Prompt — An unaltered copy of the listing below is required.

Records for this exercise —
[Start of section]

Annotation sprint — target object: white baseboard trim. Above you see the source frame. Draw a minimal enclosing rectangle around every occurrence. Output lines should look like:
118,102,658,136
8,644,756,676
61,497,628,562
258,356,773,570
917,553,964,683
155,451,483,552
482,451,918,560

[End of section]

Solution —
Annotation sprint — target object: white baseboard trim. Above you see the source frame. Draw a minimal enclosing rectangle around every occurrence. Output lines should look like:
118,102,658,136
8,644,756,676
61,497,628,562
258,356,773,570
917,553,964,683
155,451,483,552
482,451,918,560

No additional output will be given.